● **TASK TO COMPLETE**: Repeat the listing exactly as given, omitting every image.

— begin ROWS —

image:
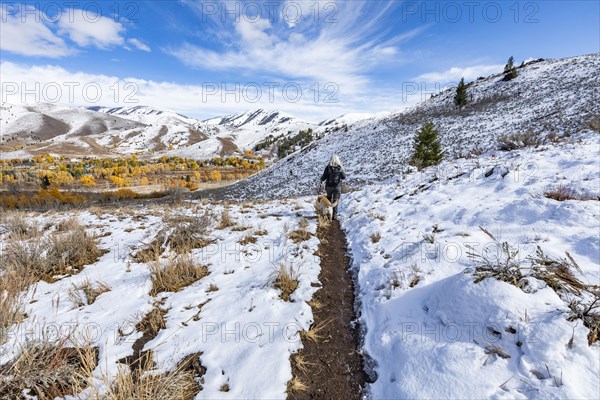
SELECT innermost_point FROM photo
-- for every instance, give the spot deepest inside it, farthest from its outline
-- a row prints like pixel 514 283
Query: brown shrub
pixel 176 275
pixel 300 235
pixel 286 280
pixel 48 370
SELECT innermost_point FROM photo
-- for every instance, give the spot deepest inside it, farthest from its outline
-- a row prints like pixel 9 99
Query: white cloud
pixel 454 74
pixel 193 100
pixel 27 37
pixel 89 29
pixel 33 33
pixel 340 44
pixel 139 44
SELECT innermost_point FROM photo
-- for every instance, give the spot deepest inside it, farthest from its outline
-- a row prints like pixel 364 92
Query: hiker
pixel 333 176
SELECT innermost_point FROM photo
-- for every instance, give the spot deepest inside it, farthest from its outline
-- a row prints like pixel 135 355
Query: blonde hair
pixel 335 161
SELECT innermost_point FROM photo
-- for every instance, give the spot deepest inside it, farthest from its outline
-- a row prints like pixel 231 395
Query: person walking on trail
pixel 333 176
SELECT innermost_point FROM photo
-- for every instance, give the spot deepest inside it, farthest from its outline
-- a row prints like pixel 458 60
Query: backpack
pixel 334 177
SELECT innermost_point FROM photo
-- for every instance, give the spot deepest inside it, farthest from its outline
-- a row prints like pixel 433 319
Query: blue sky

— end ROWS —

● **EXERCISE SOLUTION**:
image:
SELECT innermost_point FROM photo
-- for every instance, give the spot deepest inside it, farthest from its outline
-- a row prints like pixel 514 283
Query: brown shrub
pixel 176 275
pixel 300 235
pixel 286 280
pixel 48 370
SELECT innermost_point FROM photo
-- for every instance, give the spot deepest inside it, farthest from its outline
-- a row prints like pixel 9 99
Query: white cloud
pixel 454 74
pixel 193 100
pixel 27 37
pixel 89 29
pixel 33 33
pixel 340 44
pixel 139 44
SELECT innermost_point FROM photo
-- for every instance, give the spot deepest inside it, farthest from its outline
-- a row prints like pixel 364 92
Query: hiker
pixel 333 176
SELECT innermost_point FROM photo
-- for every instance, give the spot deepest inside it, farthest from its outline
-- a row prints like pixel 135 355
Query: blonde hair
pixel 335 161
SELECT innermost_point FROM photo
-- for every instance, give the spot deepest inside it, farthest from its outline
-- a row prints like pixel 231 395
Query: person walking on trail
pixel 333 176
SELECT innermost_point FROM photo
-- for every instance, give the spot deepest inside it, farthest from its outline
-- a row prints like pixel 458 60
Query: backpack
pixel 334 177
SELECT innermost_point FROM photo
-- for every instance, give the spot deepest inside it, farthest from its outline
-- a row prints like pixel 433 319
Query: blue sky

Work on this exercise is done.